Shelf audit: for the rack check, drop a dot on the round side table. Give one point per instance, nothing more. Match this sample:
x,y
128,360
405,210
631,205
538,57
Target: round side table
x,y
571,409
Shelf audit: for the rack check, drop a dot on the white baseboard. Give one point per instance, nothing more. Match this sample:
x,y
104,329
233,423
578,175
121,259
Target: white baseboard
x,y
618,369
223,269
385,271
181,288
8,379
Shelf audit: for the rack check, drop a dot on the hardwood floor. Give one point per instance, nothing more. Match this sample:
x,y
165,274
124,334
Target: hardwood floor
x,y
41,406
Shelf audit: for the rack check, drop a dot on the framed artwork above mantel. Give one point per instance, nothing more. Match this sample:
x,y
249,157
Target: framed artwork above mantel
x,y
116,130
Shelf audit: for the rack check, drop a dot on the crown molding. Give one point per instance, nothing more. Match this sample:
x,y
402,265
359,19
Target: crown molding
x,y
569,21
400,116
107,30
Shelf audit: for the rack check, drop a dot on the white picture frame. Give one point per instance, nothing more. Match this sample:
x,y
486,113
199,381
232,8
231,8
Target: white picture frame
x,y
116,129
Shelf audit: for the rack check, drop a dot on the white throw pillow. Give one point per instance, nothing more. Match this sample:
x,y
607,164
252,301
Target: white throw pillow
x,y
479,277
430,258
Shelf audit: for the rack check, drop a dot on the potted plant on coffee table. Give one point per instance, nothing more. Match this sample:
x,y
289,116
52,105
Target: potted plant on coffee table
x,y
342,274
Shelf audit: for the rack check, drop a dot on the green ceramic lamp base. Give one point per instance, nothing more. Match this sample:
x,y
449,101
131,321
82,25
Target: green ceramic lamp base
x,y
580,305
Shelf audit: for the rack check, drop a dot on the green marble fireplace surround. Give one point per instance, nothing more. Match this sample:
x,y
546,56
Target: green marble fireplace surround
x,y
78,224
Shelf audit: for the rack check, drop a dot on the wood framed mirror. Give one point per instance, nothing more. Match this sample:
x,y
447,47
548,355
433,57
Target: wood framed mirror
──────────────────────────────
Rewrite all the records above, changing each "drop a dot" to "place a mark" and leaving everything else as it is.

— Solution to this task —
Shelf audit: for the rack check, place a mark on the round side table. Give one point per instance, nothing more. Match this sample:
x,y
128,360
405,210
631,205
538,57
Target: round side table
x,y
571,409
Shelf audit: for the rack check, place a mark on the white baseboard. Give one point per instance, nothing more. Match this sample:
x,y
104,329
233,423
578,175
121,259
Target: white baseboard
x,y
618,369
223,269
385,271
181,288
8,379
Shelf audit: for the rack check, place a mark on the hardwood floor. Give one point per instance, nothing more. Match this sample:
x,y
165,274
124,334
Target: hardwood floor
x,y
41,406
Shelf audit: for the rack check, place a mark on the framed artwork above mantel. Give one point per instance, nothing more. Match this sample:
x,y
249,157
Target: framed artwork above mantel
x,y
116,130
Shelf audit: for the rack check, place a mark on the crown molding. Give one point per instance, nothing more. Match this sample:
x,y
402,265
359,19
Target: crown molding
x,y
569,21
400,116
107,30
Shelf audit: for the rack check, place a mark on the white picture frame. Give one point per instance, nothing more. Match this sample:
x,y
486,113
199,381
232,8
231,8
Target: white picture frame
x,y
116,129
Shelf audit: for the rack check, place a mark on the white throw pillow. Give one point per instance, nothing more. Match this sample:
x,y
607,164
252,301
Target: white throw pillow
x,y
479,277
430,258
Shelf audit: for the rack check, place a mark on the potted plant on coffee table. Give one point per instance, nothing more. Match this sample:
x,y
289,116
52,105
Target: potted plant on coffee table
x,y
342,274
Shelf audit: for the rack check, place a mark on the green ceramic lamp base. Give one point per instance, nothing more. Match this sample:
x,y
449,101
131,321
82,25
Target: green ceramic lamp base
x,y
580,305
Shelf audit: for the rack check, place a mark on the green marble fireplace surround. Give one point per instance, nothing more. Match this sample:
x,y
546,56
Target: green marble fireplace surround
x,y
78,224
Shelf audit: for the rack check, place a mark on the wood framed mirror. Give one point per instance, nothing more. Match this sample:
x,y
447,47
548,355
433,57
Target: wood framed mirror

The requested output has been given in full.